------ Getoonde tekst ------
Schuimelement en papierelement
reinigen
Schuimelement:
1. Was het schuimfilter in warm water met vloeibare zeep.
Als het element schoon is, moet u het grondig
uitspoelen.
2. Schuimfilter in een schone doek wikkelen en
droogknijpen. Geen olie smeren op het element.
Belangrijk
Vervang het schuimelement als het
gescheurd of versleten is.
Papierelement:
1. Klop het element voorzichtig tegen een vlak oppervlak
om vuil en stof te verwijderen.
2. Reinig voorzichtig de rubberen afdichting op het
papierelement om te voorkomen dat er vuil in de motor
komt.
3. Controleer het filter op scheuren, een vettig oppervlak
of beschadiging van de rubberen afdichting.
Belangrijk
Het papierfilter nooit reinigen met perslucht
of vloeistoffen zoals oplosmiddelen, benzine of kerosine.
Vervang het papierelement als het is beschadigd of niet
grondig kan worden gereinigd.
------
### Opdrachten
(1) Waarin moet je volgens de reinigingsinstructies het schuimfilter wassen?
(2) Herhaal uit de reinigingsinstructies letterlijk alles vanaf "3. Controleer het" tot en met "kan worden gereinigd.".
Baseer je uitsluitend op de reinigingsinstructies.
------ Verstrekte gegevens ------
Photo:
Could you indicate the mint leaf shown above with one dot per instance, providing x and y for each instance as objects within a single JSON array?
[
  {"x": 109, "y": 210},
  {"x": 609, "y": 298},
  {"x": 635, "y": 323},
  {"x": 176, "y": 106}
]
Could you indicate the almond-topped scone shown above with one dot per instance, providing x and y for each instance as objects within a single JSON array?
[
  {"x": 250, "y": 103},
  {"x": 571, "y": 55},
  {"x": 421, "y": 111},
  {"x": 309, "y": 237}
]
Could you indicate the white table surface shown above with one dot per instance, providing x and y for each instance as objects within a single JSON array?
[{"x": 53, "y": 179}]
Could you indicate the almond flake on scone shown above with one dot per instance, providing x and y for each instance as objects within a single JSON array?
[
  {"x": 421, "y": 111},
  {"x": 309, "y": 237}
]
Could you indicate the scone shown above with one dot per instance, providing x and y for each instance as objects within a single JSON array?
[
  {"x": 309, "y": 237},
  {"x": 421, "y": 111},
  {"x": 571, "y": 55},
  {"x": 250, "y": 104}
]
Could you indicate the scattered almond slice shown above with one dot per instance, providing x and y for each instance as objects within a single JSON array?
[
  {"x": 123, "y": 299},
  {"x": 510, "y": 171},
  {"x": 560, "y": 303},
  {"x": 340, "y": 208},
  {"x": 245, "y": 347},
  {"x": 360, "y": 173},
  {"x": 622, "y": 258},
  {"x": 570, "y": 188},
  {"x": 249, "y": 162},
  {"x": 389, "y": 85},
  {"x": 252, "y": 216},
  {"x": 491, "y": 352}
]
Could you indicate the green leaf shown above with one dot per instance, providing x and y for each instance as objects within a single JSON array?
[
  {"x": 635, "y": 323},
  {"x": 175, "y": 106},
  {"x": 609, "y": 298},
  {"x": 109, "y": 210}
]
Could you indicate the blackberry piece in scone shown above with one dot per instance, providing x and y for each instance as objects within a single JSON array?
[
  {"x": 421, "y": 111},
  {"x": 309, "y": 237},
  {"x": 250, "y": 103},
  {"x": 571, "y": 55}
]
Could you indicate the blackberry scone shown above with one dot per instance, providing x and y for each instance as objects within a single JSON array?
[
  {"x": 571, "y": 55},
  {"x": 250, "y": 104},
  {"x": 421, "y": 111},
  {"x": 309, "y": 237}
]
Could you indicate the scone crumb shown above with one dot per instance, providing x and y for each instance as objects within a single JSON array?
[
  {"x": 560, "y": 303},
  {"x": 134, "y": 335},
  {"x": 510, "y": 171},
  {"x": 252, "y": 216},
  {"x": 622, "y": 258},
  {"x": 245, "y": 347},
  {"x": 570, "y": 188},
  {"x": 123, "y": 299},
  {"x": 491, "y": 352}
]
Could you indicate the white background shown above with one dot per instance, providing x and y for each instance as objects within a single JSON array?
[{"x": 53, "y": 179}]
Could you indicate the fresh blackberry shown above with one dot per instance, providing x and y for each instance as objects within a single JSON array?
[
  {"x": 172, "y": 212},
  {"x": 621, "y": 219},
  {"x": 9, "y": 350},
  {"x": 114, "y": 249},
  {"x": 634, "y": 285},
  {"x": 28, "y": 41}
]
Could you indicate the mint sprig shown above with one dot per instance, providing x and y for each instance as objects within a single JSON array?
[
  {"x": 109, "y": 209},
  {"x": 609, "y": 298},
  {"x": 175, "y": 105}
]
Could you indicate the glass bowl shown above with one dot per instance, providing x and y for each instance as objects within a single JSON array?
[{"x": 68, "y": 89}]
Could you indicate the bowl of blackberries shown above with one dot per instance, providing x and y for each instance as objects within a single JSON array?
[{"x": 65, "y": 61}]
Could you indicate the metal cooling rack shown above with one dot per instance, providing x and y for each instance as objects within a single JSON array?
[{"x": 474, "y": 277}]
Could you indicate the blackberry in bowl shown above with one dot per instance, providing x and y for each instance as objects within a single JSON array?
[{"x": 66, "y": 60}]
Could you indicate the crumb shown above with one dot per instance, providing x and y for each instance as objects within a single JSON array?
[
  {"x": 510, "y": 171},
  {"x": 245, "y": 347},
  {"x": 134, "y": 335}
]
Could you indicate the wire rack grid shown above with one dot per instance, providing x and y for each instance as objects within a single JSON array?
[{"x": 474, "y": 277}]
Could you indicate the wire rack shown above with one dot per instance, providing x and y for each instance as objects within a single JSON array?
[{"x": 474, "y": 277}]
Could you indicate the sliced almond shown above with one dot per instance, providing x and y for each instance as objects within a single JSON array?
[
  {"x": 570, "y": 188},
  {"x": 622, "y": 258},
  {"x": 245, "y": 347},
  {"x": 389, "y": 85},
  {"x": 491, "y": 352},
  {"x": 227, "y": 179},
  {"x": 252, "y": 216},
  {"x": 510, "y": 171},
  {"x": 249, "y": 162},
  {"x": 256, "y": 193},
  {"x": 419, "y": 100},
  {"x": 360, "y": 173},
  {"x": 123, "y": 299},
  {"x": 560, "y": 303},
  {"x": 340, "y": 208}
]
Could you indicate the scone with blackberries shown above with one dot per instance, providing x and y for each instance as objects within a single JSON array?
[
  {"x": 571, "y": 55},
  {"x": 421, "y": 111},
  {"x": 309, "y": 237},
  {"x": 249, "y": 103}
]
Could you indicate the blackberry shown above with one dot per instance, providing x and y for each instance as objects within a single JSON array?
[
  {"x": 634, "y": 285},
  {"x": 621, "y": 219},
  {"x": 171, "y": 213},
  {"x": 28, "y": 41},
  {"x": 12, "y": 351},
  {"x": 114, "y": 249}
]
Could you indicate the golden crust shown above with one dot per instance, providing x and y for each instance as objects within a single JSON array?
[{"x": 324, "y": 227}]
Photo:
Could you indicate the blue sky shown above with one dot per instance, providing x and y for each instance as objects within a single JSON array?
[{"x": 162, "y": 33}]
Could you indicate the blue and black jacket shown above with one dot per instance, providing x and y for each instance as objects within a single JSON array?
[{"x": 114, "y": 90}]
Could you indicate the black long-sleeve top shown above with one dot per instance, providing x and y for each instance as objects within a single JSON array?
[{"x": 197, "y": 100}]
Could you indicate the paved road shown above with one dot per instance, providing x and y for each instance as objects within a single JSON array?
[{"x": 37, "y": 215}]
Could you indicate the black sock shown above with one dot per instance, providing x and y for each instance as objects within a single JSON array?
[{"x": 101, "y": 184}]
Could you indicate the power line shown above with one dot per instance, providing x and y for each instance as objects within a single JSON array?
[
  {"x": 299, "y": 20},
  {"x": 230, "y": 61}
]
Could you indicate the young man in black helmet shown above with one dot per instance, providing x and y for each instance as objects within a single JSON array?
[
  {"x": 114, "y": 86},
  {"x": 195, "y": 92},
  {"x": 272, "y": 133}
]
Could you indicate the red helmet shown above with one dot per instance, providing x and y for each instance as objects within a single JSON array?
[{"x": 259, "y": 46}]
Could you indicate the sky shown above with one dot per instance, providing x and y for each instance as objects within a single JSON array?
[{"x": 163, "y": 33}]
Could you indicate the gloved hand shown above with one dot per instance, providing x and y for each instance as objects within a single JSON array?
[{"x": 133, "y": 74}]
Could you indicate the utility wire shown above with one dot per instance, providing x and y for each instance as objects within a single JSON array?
------
### Oplossingen op volgorde
(1) In warm water met vloeibare zeep.

(2)
3. Controleer het filter op scheuren, een vettig oppervlak
of beschadiging van de rubberen afdichting.
Belangrijk
Het papierfilter nooit reinigen met perslucht
of vloeistoffen zoals oplosmiddelen, benzine of kerosine.
Vervang het papierelement als het is beschadigd of niet
grondig kan worden gereinigd.